Passage given =

-- start --

-
Setting up Docker image for web app was pretty straightforward thanks to previous experience.
-
Choosing AWS EKS was a no-brainer as this is the cloud platform I am most familiar with. Also helped that I had an example EKS config in terraform handy.
-
Seemingly unfixable CrashLoopBackoff error when deploying pods on EKS initially, the docker image was built on arm64 infra on my local machine and the EKS nodes require images built for amd64...took a minute to figure that out.
- The Kubernetes Book - Nigel Poulton
- EKS Reference Architecture - Clowdhaus
- AWS EKS TF module examples
- AWS Observability best practices
- EKS Workshop
- EKS Docs
- EKS add ons
- CrashLoopBackoff Error
- Create EKS cluster with Terraform modules
- The CKAD is a work in progress and I prefer getting hands on while studying for cert exams so this works out well for me.
-
I created the PHP docker image and tested it on my localhost.
-
Created a makefile to automate building and pushing the docker image. I knew I would probably have to do this several times so I decided to create a script to prevent having to do this manually. LAzy? maybe...
- I've been able to deploy a Terraform EKS config with managed nodes. Potentially trying Fargate/Serverless down the line. I just feel using managed nodes first helps get a better understanding of how everything works.

-- end --

Entries =
-- start --

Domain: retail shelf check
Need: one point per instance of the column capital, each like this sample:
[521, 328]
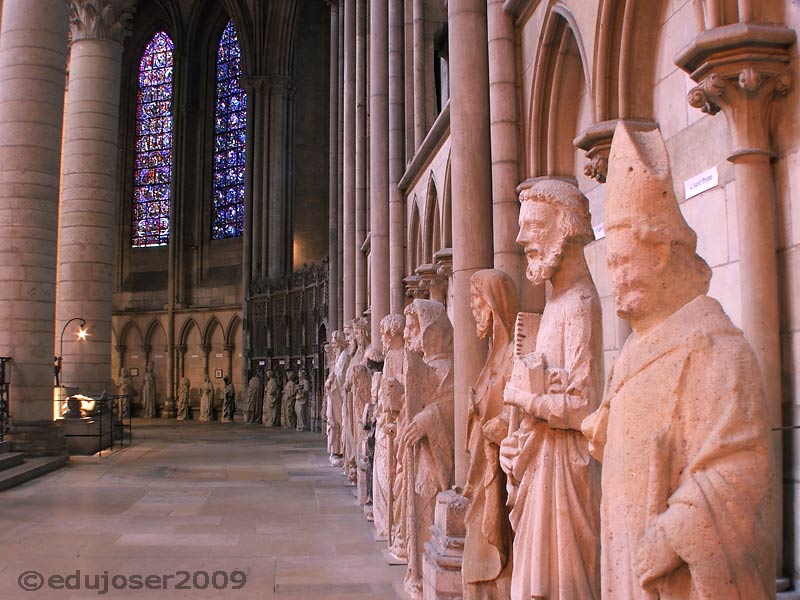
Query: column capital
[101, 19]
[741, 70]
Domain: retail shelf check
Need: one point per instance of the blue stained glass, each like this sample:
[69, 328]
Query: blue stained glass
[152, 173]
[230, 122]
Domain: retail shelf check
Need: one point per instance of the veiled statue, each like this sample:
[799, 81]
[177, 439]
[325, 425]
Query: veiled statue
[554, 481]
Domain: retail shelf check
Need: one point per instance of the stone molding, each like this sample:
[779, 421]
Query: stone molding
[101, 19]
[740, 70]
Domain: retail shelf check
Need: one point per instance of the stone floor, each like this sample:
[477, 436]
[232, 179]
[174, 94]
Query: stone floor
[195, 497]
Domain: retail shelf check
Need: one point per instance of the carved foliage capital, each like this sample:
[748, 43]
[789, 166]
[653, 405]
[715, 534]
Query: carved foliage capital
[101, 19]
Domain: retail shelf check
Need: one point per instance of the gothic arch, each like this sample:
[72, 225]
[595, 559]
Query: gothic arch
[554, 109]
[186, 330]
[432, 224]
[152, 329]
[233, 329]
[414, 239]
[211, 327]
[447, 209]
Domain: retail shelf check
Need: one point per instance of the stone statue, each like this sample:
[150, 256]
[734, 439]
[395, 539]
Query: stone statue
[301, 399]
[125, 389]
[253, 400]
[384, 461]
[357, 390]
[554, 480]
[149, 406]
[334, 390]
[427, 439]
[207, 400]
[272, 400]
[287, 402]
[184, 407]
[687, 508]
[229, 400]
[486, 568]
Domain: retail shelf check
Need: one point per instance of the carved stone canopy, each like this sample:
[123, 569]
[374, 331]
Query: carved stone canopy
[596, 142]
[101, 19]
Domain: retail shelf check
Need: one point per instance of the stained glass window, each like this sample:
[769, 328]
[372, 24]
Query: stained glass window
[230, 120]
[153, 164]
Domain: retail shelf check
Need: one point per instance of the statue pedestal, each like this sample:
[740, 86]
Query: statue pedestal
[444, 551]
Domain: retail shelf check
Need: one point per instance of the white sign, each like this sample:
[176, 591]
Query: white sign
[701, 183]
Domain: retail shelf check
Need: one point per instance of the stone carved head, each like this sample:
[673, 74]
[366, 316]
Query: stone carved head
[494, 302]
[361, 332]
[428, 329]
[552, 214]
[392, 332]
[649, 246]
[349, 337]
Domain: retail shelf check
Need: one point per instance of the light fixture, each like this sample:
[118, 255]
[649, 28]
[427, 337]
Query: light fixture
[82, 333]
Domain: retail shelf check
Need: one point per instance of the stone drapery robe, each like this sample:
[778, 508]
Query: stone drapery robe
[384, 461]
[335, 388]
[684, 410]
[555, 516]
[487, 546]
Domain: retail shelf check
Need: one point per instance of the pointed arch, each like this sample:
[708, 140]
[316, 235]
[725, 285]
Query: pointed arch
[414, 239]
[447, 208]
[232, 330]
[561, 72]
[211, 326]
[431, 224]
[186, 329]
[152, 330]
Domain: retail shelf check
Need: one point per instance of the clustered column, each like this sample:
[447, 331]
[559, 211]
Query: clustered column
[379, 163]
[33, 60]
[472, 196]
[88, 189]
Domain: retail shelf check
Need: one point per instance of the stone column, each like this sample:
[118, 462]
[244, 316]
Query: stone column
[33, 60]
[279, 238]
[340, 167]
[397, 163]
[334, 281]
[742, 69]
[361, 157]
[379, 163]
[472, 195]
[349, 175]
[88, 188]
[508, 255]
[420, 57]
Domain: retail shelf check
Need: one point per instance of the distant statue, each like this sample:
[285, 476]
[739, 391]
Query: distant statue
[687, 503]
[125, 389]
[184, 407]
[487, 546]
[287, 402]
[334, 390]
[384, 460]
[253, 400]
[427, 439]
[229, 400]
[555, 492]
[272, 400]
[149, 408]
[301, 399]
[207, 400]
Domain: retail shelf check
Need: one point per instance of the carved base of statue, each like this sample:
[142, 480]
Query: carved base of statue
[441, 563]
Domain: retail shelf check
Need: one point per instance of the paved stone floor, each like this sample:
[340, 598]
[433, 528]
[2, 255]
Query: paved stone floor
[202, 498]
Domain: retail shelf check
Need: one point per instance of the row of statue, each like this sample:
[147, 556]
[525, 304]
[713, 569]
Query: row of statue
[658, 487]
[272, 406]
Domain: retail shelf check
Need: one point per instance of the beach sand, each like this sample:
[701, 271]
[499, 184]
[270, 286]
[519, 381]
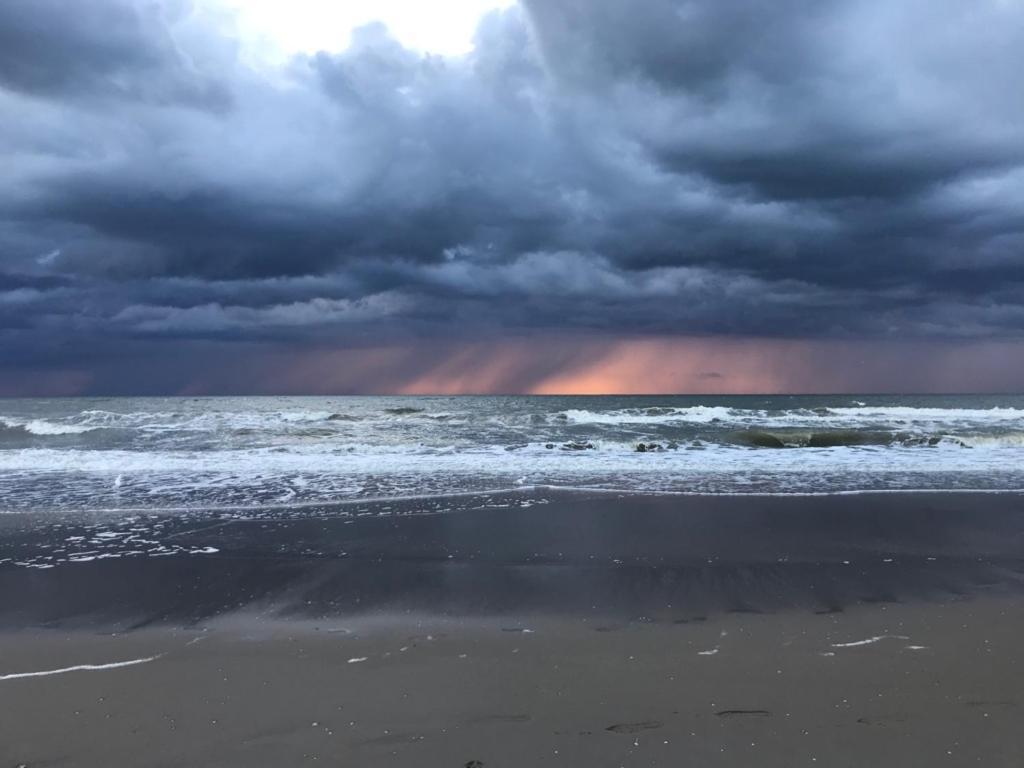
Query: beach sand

-- end --

Exercise brief =
From the notes above on deploying a web app to AWS EKS, list every resource in the reading list whose title begins with the word "EKS".

Exercise answer =
- EKS Reference Architecture - Clowdhaus
- EKS Workshop
- EKS Docs
- EKS add ons